■ **Goal of the exercise**: Out of the listing below, copy every line that carries the string "background".

■ **Material supplied**:
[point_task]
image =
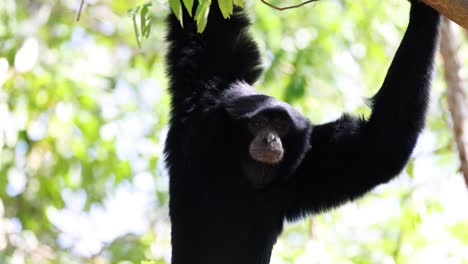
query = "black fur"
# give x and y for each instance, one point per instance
(217, 216)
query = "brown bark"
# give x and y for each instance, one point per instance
(456, 10)
(456, 96)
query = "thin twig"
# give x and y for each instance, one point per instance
(287, 7)
(79, 10)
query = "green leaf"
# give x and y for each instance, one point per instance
(226, 7)
(145, 21)
(189, 6)
(238, 3)
(135, 27)
(177, 10)
(201, 15)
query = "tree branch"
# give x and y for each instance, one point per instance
(456, 96)
(80, 10)
(287, 7)
(455, 10)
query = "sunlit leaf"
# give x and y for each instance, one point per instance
(201, 15)
(226, 7)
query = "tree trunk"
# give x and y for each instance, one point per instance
(456, 10)
(456, 96)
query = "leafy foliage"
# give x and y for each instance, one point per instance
(83, 114)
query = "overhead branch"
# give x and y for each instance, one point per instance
(456, 95)
(455, 10)
(287, 7)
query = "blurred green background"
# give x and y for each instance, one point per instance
(83, 117)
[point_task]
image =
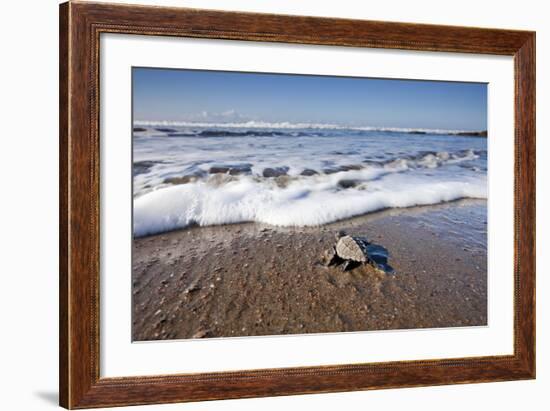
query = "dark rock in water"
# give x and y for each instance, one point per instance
(330, 257)
(275, 172)
(309, 172)
(180, 180)
(140, 167)
(349, 167)
(352, 248)
(348, 183)
(348, 265)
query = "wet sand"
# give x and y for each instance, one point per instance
(252, 279)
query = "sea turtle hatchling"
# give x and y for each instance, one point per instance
(350, 252)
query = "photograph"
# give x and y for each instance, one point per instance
(275, 204)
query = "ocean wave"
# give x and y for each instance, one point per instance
(248, 125)
(314, 201)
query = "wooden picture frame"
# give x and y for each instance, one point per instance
(80, 27)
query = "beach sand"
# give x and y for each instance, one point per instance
(251, 279)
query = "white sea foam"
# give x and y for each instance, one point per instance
(304, 202)
(323, 176)
(288, 126)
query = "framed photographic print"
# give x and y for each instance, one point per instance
(256, 205)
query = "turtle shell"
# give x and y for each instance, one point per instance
(352, 248)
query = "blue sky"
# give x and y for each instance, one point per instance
(217, 96)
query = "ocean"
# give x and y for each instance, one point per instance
(292, 175)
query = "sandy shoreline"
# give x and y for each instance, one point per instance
(250, 279)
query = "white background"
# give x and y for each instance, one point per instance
(28, 217)
(119, 357)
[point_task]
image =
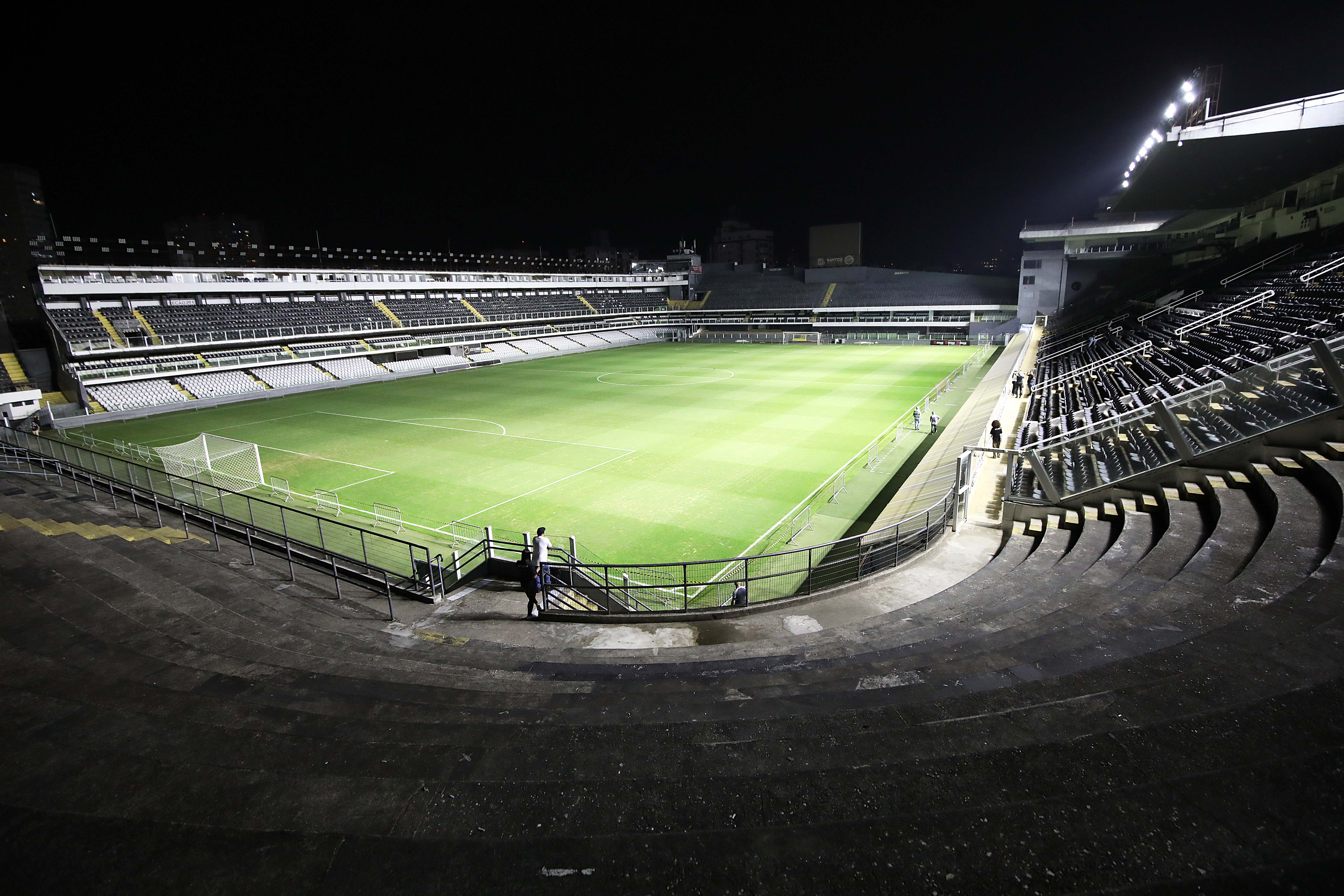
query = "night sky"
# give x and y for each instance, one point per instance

■ **Result**:
query = "blurred green background"
query = "white background"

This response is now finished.